# [What this task involves]
Skip every image and restate the data word for word.

Saved data entries
+===+
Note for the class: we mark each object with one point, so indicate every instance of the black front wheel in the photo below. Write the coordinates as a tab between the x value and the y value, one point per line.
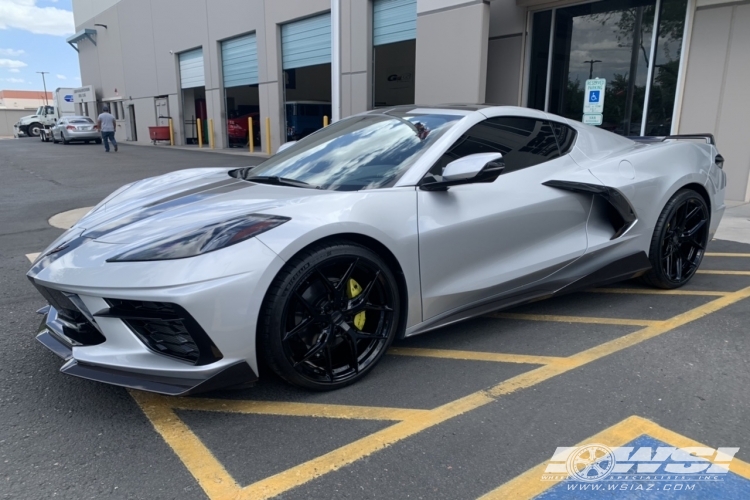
679	240
329	316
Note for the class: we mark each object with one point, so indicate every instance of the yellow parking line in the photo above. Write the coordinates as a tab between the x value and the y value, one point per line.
730	273
210	474
575	319
529	484
726	254
476	356
651	291
294	409
336	459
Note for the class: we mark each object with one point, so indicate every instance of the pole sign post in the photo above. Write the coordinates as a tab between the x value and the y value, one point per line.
593	101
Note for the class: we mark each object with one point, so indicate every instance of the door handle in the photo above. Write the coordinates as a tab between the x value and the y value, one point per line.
719	160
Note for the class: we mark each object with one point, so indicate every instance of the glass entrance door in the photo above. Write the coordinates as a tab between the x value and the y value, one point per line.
610	40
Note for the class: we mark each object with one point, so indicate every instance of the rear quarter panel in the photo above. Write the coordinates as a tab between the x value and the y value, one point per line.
650	174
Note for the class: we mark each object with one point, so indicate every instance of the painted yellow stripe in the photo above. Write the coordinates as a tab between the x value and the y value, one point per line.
726	254
476	356
336	459
210	474
575	319
295	409
651	291
529	484
729	273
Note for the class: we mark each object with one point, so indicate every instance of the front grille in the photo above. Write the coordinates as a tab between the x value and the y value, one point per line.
167	329
76	324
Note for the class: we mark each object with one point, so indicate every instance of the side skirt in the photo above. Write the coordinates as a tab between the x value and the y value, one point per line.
587	272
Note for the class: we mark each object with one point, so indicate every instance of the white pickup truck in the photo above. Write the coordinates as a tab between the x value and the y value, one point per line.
46	116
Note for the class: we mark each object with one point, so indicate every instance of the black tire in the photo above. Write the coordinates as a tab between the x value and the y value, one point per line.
679	240
319	328
33	129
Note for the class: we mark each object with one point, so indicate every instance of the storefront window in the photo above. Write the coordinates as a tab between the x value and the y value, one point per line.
666	67
609	40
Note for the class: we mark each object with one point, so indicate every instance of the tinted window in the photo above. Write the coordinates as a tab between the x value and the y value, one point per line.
523	142
566	137
361	152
+===+
# [Response]
Note for the class: we mark each object with one point, so indicate every instance of the black front wheel in the photo below. Write the coordinates as a tab between the x value and the y value, one point per line.
679	240
329	316
Note for the class: we mark each object with one point, so indicate every instance of the yellow parking line in the photo above. Write the coordinates as a tab between the x value and the y value, one point per line.
730	273
210	474
575	319
529	484
726	254
476	356
651	291
294	409
336	459
Note for the class: we mark each object with one point, so indicate every instance of the pole sign post in the photo above. Write the coordinates as a tab between the x value and the y value, one point per line.
593	101
Note for the class: we mark each object with one point, so indicate every instance of the door handle in the photo above. Write the coordinates as a tab between the x value and the y value, one point per line.
719	160
Note for the class: we mark each object with one point, so indicate every instance of the glass entrance door in the photo above. Write the coordinates as a tab between the x value and the y value, one point per line.
610	40
Note for the class: we mark each object with one point, so indicate every instance of the rear quarter panel in the photo above. Write the coordinates as a tab between the x value and the y value, one point per line.
650	174
Note for the class: we mark each object with one point, so indicate every instance of the painted yellow stripe in the photo above. Write the coordinates as a tab between the x value and the y value, one point per line.
726	254
476	356
336	459
210	474
575	319
295	409
651	291
529	484
729	273
Note for the class: we mark each object with one point, so indicate every instance of the front grille in the photo above. Write the coordinates as a tab between the x value and the y value, one point per line.
167	329
76	324
Note for the class: we mark each object with one point, so indicate every instance of the side skirt in the photo above. Write the coordinates as a tab between the x value and the y value, one point per line.
587	272
Note for the class: we mark each object with one point, so indicate every instance of the white pickup truck in the photo above. Write the coordinates as a tab between the x value and the y value, one point per line.
46	116
Note for the class: we mark each object with one point, so indicate every instance of the black tire in the photo above. Write the coordinates as a tab between the x value and the y value, one point per line.
679	240
319	328
33	129
Note for the class: we mark each object with one point, so indicate every instance of the storefront window in the photo above. Write the coordinates as a tab between the x value and the y value, one point per line.
666	67
609	40
Note for the class: we mark each object with one point, so indicate every instance of the tinted window in the photo above. Write the coordinates as a tab between the x value and the y value, one point per line.
523	142
566	137
361	152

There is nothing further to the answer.